■ WHAT IS REQUIRED
Repeat the material below word for word, leaving out any pictures.

-----

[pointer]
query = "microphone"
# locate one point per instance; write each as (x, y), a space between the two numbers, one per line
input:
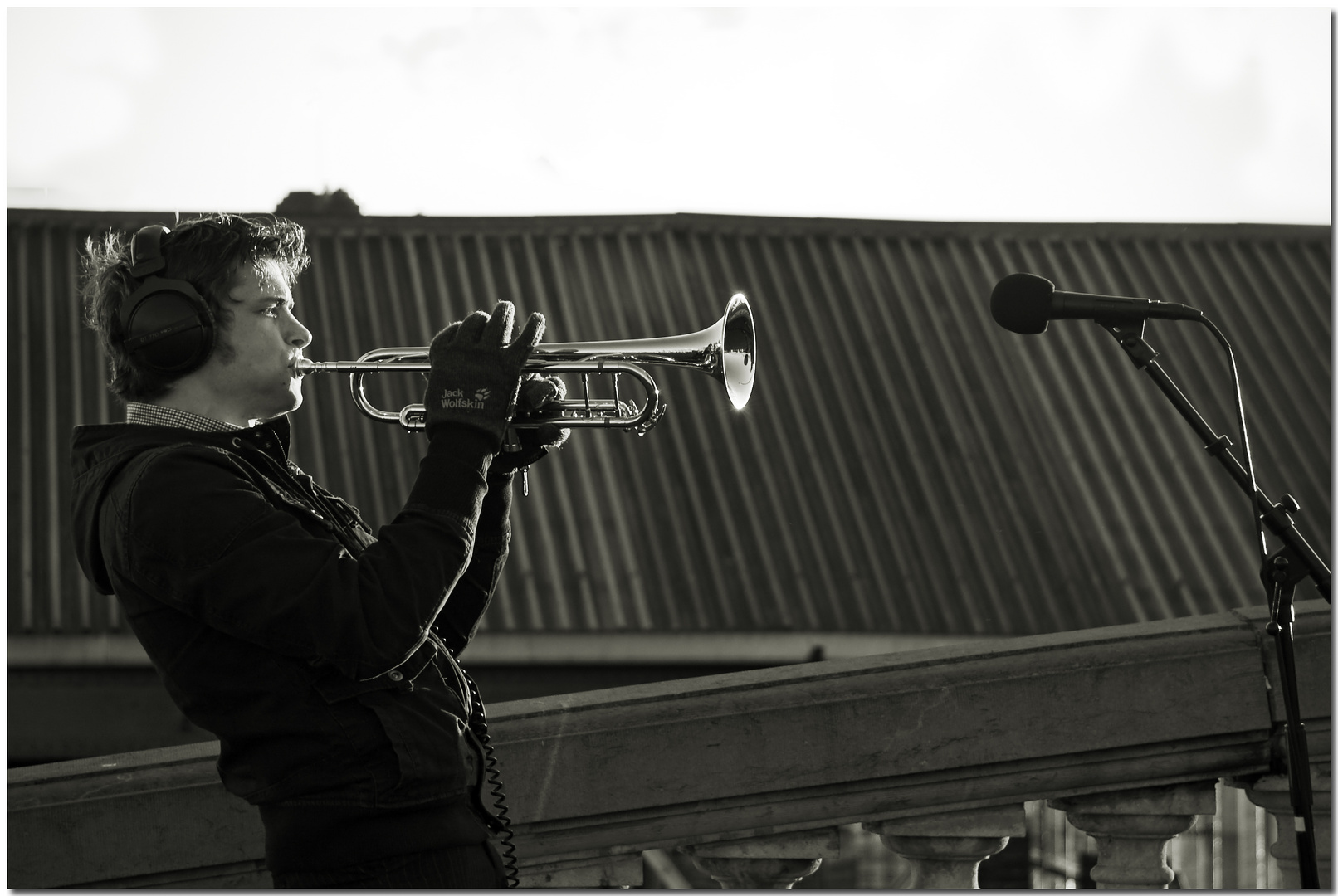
(1027, 304)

-----

■ RESULT BELOW
[pointer]
query = "microphone"
# locate one point per instance; write each as (x, y), a space between the two numbers, one per line
input:
(1027, 304)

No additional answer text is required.